━━━ GIVEN DATA

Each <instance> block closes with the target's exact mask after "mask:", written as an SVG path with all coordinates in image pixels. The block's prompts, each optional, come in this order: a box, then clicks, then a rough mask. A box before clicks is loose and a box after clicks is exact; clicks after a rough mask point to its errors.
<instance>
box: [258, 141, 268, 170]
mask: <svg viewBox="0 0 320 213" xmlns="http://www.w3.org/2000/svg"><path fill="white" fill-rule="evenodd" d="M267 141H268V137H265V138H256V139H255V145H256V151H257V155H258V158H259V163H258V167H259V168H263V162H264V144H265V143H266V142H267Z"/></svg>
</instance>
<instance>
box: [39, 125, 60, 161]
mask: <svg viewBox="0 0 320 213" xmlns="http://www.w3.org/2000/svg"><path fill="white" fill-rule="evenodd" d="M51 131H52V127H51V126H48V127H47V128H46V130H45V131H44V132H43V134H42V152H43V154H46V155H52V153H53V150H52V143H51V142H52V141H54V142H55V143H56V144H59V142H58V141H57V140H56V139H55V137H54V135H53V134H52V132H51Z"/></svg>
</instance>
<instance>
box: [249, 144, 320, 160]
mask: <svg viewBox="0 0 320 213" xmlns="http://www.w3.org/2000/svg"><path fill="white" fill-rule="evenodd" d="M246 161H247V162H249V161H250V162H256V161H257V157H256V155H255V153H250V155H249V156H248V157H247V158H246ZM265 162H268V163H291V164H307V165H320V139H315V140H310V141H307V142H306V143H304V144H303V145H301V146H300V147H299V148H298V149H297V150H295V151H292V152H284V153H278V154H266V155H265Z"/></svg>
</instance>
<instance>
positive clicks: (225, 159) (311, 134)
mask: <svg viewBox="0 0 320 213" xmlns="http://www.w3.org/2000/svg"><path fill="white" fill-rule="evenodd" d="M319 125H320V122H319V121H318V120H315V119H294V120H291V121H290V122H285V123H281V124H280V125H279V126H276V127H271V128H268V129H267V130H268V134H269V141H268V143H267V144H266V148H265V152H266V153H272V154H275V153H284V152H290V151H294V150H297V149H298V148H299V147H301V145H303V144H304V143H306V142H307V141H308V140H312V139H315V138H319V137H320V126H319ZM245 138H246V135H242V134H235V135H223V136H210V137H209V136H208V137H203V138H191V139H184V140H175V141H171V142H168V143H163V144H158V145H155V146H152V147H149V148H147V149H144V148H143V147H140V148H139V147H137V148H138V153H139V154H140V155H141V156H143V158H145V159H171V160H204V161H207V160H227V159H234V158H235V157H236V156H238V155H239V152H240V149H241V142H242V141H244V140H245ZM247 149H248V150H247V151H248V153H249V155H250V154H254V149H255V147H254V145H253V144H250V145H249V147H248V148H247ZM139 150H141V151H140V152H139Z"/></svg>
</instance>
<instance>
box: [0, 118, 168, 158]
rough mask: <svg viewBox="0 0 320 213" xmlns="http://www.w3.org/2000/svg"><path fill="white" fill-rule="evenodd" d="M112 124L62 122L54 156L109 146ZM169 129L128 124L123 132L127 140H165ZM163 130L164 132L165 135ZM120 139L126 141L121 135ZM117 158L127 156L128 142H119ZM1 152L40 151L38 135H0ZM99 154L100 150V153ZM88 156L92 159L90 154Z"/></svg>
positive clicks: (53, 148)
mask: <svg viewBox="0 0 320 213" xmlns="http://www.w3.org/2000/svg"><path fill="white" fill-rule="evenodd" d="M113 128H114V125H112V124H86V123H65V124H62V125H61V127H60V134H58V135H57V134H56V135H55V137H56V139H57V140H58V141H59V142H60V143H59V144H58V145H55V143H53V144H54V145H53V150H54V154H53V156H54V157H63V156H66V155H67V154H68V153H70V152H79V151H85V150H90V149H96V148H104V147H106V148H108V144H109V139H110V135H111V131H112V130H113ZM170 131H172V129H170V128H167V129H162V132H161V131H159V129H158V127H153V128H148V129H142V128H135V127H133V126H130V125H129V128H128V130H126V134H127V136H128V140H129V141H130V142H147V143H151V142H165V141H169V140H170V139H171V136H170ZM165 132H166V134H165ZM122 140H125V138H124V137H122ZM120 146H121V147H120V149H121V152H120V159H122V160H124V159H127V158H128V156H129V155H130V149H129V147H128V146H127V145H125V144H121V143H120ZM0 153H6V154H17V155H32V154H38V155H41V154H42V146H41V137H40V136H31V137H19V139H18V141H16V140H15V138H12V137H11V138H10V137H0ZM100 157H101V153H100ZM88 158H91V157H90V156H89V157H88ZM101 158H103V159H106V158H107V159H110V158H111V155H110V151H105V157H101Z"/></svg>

━━━━━━

Which lines of the material above contain the string "clicks"? List each of them in full.

Each <instance> block closes with the target's exact mask after "mask:", written as an SVG path with all coordinates in image pixels. The block's prompts, each optional, come in this order: a box, then clicks, then a rough mask. A box before clicks is loose and a box after clicks is exact; clicks after a rough mask point to its errors.
positive clicks: (225, 159) (311, 134)
positive clicks: (53, 148)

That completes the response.